Source passage:

===

Of course, it'd be easier if you just withdrew $100 (instead of $2000) from your personal loan.

Nah.

I headed off to the casino, withdrawing $2000 on the way. I managed to find a table occupied by what looked like two guys. I joined them and bought $1800 worth of chips. I scanned the recent spins result and noticed it was predominantly 1-2 sector, with the occasional 0-3 sector. Perfect, just as according to statistical averages.

After getting my chips, I sat out the first spin. It was a good decision, because it landed in the 0-3 sector. I played the next spin and lost. I played the spin after that, and lost. Unbelievably, it landed on 18 - people had chips on every single number except that number.

I began to panic.

You're not serious are you? You spin 1-2 sector all the time but when I come to the table now, you spin the 0-3 sector three times in a row???

I decided to stick with it, and won on the next spin. I counted my chips and was slightly down. I bet again and won. Now I was up a bit more than $100.

I sat out the next few spins as I started thinking.

This is what you came here for right? Why not leave now?

Lucky too, because the spins I sat out landed in the 0-3 sector. By now I was confident again that it'd land in the 1-2 sector, so I bet. And won.

I was now up $1080. I cashed in and left. My lunch hour was up anyway. I walked back to the bank to deposit my money.

I know this is strange, and it completely doesn't make sense, but leaving with a win makes you feel like a winner. All of a sudden my world wasn't so dark. I started thinking maybe I could do this once a week. Maybe I could pay back my loan by doing this. Maybe I could buy an Audi doing this. Maybe I could actually get rich doing this.

The money would pay for not only the car, but also the hotel night I have booked to spend with Lina. And I still got change left over.

Now, it seems like gambling isn't so bad after all.

/gambler's mentality.

2 Comments:

Blogger dj zfg said...

In gambling we trust, I'm going to Las Vegas in 2 weeks.. I will probably have $4000-5000 with me :)

-Josh

11:35 am  
Blogger toey said...

Good to hear from you Josh! Please be careful, just remember, avoiding a loss is as good as a win!

===

Short problem A: In the casino story, rewrite everything from "Lucky too, because" down to "change left over.", replacing "Audi" with "BMW".
Short problem B: According to the casino story, why was sitting out the first spin a good decision?
Short problem C: Summarize the casino story in two sentences.

Extracted data entries

===

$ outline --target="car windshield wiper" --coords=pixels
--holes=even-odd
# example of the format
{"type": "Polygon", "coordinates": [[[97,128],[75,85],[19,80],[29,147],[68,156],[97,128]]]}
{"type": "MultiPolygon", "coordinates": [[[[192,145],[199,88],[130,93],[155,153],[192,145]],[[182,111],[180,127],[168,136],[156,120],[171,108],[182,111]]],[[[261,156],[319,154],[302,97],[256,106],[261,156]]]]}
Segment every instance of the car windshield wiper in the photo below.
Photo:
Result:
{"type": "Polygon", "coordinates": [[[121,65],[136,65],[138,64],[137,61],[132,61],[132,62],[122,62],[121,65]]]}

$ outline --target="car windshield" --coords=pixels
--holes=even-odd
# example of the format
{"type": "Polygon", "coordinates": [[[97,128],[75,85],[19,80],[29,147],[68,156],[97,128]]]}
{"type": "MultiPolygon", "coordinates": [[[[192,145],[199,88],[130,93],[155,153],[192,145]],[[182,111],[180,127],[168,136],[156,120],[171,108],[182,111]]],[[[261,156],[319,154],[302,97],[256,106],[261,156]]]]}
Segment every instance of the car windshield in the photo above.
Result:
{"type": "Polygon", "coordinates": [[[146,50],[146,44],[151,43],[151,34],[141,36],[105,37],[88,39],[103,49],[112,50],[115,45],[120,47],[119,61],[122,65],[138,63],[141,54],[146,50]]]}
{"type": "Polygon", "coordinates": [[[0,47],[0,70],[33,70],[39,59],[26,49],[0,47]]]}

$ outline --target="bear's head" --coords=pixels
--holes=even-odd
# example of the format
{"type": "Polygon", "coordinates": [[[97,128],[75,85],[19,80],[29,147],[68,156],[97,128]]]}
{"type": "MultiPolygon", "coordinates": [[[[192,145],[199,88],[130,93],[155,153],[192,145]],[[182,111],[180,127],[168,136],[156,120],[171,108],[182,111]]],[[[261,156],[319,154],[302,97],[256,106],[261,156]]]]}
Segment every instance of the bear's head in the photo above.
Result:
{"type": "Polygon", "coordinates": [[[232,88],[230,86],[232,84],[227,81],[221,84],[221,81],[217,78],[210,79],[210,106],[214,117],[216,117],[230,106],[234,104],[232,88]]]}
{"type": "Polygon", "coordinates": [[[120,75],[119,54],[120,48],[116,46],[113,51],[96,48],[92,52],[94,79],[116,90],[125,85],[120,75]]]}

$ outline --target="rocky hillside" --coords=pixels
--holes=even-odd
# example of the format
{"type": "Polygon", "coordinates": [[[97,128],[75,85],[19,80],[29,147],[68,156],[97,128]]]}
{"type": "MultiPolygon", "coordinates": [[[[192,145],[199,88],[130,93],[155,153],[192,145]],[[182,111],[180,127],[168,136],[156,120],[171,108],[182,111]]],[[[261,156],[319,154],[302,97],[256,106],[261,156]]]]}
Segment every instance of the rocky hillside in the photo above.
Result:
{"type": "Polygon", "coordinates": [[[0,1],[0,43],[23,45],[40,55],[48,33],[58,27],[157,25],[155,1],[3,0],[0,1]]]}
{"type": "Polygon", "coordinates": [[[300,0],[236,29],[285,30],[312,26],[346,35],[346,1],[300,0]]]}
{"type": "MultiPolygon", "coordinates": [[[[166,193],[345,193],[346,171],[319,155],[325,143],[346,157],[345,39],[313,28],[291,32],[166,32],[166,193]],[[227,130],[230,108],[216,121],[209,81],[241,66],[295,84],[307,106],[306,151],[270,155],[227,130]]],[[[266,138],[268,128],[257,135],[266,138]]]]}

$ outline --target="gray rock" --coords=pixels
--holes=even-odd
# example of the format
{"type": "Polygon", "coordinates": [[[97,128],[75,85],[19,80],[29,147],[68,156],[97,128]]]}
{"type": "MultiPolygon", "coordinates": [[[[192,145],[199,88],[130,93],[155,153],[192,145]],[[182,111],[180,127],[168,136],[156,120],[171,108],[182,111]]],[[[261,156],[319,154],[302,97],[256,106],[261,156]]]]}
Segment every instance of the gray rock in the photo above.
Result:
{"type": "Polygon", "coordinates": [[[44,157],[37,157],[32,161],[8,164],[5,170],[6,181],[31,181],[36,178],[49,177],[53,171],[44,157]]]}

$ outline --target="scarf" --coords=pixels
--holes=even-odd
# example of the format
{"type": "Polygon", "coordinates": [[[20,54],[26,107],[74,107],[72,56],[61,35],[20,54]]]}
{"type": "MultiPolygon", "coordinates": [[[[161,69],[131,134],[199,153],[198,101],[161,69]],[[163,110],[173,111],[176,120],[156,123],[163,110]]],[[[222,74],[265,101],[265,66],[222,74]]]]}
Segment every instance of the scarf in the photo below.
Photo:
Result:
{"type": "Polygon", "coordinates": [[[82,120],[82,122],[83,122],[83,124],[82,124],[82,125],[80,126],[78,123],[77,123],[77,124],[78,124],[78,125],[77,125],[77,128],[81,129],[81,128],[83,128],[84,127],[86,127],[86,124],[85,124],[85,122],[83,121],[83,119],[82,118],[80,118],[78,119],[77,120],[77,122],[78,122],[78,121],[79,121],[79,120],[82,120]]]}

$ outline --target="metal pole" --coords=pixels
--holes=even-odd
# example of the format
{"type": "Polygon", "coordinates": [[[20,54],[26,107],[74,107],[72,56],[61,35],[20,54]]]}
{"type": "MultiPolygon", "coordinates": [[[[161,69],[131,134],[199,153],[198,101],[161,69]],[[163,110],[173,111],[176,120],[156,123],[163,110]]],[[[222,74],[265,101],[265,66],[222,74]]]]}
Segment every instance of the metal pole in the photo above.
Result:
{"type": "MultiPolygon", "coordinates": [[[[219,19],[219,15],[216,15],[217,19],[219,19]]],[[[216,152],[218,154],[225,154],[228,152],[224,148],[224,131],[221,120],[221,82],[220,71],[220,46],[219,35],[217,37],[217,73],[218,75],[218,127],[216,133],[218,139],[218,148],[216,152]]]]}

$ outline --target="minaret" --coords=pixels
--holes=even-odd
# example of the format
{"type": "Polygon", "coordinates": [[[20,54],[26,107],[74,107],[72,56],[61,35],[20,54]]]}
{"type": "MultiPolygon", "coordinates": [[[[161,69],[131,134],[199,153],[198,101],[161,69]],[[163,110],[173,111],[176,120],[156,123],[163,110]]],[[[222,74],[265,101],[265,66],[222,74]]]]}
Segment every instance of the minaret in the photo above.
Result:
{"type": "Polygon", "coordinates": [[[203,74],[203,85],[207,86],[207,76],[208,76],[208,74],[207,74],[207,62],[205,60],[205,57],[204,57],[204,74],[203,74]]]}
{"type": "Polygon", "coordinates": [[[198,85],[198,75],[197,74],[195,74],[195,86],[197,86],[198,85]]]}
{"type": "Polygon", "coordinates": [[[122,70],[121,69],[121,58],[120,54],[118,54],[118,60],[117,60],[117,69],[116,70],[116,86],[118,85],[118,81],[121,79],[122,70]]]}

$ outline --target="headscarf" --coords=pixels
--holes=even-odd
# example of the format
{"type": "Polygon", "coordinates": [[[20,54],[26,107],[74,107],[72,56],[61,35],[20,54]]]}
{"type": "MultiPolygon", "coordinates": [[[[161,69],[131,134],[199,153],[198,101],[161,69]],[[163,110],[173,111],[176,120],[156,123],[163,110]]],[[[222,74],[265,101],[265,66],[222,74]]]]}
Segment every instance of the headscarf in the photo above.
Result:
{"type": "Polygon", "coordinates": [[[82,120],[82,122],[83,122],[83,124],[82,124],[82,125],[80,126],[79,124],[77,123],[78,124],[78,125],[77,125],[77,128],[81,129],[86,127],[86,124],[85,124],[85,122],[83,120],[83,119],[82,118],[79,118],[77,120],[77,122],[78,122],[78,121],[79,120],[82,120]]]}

===

Final answer A:
Lucky too, because the spins I sat out landed in the 0-3 sector. By now I was confident again that it'd land in the 1-2 sector, so I bet. And won.

I was now up $1080. I cashed in and left. My lunch hour was up anyway. I walked back to the bank to deposit my money.

I know this is strange, and it completely doesn't make sense, but leaving with a win makes you feel like a winner. All of a sudden my world wasn't so dark. I started thinking maybe I could do this once a week. Maybe I could pay back my loan by doing this. Maybe I could buy an BMW doing this. Maybe I could actually get rich doing this.

The money would pay for not only the car, but also the hotel night I have booked to spend with Lina. And I still got change left over.

Final answer B: It was a good decision because that spin landed in the 0-3 sector.

Final answer C: After withdrawing $2000 from a personal loan and buying $1800 in chips, the narrator lost two early spins, then won several bets and cashed in $1080 ahead when the lunch hour was up. Leaving with a win made the narrator feel like a winner and imagine paying back the loan or getting rich by gambling, concluding that gambling isn't so bad after all.